==== Data shown ====

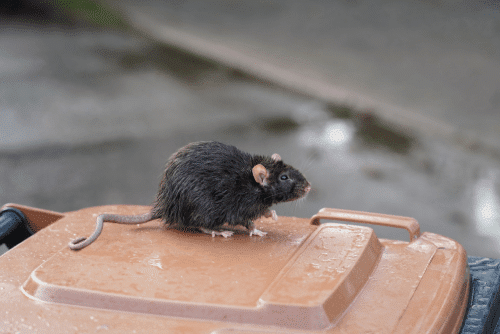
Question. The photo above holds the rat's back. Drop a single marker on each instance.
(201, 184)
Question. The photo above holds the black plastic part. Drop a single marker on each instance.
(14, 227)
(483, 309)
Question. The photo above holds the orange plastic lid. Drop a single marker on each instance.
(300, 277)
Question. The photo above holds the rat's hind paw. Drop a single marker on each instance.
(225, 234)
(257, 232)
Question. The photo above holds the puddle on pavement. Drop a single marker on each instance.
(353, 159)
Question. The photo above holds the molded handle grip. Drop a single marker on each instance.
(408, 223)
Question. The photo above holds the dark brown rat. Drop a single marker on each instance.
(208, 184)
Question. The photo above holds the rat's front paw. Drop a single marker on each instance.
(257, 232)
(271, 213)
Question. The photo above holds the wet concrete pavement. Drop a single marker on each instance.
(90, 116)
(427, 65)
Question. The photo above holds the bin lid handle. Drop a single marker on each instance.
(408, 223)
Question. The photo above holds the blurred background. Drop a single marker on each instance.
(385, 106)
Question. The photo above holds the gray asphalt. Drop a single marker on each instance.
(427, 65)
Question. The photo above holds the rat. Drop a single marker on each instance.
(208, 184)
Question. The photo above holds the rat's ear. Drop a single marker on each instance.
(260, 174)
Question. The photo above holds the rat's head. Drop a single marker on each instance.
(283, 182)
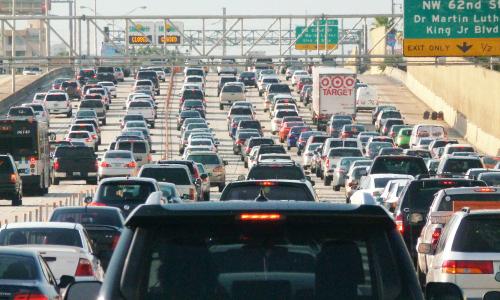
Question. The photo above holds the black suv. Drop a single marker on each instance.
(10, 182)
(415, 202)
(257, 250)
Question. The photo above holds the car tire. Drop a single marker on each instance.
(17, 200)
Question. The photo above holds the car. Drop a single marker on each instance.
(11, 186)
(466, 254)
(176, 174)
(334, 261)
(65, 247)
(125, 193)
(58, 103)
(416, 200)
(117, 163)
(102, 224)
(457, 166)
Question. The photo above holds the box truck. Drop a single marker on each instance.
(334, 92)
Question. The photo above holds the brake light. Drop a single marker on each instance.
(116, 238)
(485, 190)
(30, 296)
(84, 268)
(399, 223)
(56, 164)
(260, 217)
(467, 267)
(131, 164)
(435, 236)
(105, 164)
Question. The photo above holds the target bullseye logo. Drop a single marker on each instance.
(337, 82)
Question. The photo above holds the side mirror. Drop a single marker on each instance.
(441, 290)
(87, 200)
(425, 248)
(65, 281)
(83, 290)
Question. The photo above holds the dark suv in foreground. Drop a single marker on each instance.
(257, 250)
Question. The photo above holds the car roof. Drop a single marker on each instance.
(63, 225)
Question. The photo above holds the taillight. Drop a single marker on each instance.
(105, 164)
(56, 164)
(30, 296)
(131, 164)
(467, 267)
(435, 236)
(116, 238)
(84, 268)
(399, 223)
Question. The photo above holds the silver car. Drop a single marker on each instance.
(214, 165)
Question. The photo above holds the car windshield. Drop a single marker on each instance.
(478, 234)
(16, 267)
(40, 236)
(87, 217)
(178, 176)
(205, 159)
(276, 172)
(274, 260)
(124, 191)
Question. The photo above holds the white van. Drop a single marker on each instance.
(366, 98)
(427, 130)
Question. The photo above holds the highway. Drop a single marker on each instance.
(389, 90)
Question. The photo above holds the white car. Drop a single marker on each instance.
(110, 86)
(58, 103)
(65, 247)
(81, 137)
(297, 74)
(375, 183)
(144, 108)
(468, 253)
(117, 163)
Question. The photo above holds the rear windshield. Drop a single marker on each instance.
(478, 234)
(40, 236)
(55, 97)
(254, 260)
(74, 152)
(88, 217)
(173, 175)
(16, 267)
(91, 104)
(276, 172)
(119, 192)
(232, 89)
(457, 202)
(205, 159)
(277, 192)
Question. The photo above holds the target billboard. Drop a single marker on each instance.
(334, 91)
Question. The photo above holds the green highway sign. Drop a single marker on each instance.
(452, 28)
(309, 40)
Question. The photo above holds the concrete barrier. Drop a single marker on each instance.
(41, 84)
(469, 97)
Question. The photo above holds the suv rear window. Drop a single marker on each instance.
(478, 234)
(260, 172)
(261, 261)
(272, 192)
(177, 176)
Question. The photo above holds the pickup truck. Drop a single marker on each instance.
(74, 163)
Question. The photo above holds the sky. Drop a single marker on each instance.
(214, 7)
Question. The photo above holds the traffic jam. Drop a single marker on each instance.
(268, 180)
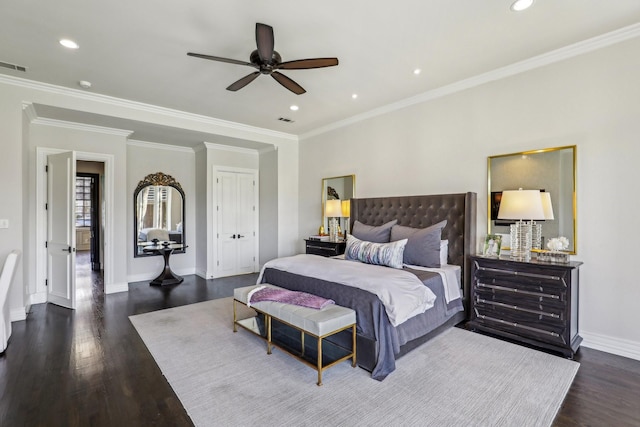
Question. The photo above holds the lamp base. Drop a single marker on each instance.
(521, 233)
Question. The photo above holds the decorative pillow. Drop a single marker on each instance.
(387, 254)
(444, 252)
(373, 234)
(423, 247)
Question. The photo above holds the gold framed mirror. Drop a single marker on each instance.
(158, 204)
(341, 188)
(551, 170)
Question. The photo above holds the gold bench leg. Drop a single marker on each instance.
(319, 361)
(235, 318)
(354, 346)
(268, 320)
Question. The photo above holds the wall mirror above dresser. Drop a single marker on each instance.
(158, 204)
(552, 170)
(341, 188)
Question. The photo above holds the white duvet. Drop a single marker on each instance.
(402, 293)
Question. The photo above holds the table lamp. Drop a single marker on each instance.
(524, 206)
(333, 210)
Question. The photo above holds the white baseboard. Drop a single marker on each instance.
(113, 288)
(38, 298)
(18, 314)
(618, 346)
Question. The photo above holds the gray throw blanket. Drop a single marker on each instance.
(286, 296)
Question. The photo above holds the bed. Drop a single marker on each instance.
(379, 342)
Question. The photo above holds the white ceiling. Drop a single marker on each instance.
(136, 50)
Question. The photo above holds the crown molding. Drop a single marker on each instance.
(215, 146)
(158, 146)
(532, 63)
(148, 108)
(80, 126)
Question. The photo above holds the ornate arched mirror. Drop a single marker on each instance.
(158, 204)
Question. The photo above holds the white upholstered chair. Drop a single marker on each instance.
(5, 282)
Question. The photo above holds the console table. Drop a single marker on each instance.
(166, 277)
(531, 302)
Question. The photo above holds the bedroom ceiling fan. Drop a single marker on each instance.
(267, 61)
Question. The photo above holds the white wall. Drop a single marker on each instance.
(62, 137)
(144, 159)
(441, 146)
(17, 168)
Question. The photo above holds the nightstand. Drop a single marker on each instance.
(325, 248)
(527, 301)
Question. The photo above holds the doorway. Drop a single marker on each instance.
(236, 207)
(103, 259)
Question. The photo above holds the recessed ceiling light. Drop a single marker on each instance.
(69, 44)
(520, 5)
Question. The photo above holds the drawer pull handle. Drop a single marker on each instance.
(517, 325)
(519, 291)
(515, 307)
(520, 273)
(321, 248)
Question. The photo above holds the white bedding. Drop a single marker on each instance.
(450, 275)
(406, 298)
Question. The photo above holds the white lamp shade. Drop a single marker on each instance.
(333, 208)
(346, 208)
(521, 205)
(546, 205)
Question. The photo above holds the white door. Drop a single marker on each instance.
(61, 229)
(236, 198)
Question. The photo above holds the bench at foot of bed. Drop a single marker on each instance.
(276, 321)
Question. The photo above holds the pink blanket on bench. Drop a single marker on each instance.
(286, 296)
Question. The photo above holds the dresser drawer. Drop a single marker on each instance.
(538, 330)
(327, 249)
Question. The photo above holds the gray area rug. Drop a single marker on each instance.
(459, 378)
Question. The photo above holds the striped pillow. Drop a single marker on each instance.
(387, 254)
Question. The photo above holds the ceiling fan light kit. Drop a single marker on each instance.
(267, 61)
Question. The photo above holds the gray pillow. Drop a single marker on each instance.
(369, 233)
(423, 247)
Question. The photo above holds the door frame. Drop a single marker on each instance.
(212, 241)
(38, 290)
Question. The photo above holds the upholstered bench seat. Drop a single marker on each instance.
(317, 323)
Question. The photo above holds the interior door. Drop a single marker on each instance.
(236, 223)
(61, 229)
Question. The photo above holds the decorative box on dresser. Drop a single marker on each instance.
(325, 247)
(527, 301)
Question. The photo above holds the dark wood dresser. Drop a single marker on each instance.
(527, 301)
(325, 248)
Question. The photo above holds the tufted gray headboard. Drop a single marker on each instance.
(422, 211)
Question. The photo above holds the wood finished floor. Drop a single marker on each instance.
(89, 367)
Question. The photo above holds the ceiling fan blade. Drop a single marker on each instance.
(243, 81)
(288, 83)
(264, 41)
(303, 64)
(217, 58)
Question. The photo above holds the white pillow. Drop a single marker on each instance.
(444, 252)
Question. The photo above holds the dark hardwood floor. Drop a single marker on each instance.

====

**Aim**
Output, unchanged, the lines from the line with "Question. The photo above holds the striped" through the final line of the material.

**Result**
Question. The photo above holds the striped pillow. Drop a single marker on each instance.
(387, 254)
Question. The photo above holds the ceiling fan light kit. Drop a single marker on each instance.
(267, 61)
Question. The photo above holds the gray pillow. Drop a single marker on each instance.
(369, 233)
(423, 247)
Question. The photo above holds the door frame. Drop a single marker on each instance.
(212, 241)
(38, 290)
Question. The photo above holds the upholstered bench seat. Drop a single marker on each instance.
(317, 323)
Question. The photo above holds the interior door. Drop a single marker on each instance.
(236, 223)
(61, 229)
Question. The photo above holds the decorative box on dresser. Drop a single marker on each instance.
(325, 247)
(527, 301)
Question. The photo above holds the dark wood dresser. Drop a single marker on each instance.
(527, 301)
(325, 248)
Question. The photo above holds the tufted gray headboard. Drop a single marker on each instance.
(422, 211)
Question. The photo above holds the wood finished floor. Drop a single marker on each instance.
(89, 367)
Question. The photo above holds the ceiling fan blade. Drop a single marker on each instance.
(243, 81)
(288, 83)
(264, 41)
(303, 64)
(217, 58)
Question. The photo above holds the white pillow. Drop a single marker on each instance.
(444, 252)
Question. The photo above holds the dark hardwood floor. Drop a single marker on each instance.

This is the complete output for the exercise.